(Point placement records)
· · · ·

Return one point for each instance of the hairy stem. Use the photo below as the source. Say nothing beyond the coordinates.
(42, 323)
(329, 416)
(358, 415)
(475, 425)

· · · ·

Can you recast the lines above as a two-column CSV with the headers input and output? Give one row for each line that has an answer, with its text under input and its answer under output, each in a single quoted field with line breaks turned into spaces.

• RESULT
input,output
"Return one point for each instance of the hairy stem. Use the photo below as the source. Say nothing beyond the coordinates.","(42, 323) (329, 416) (358, 415) (475, 425)"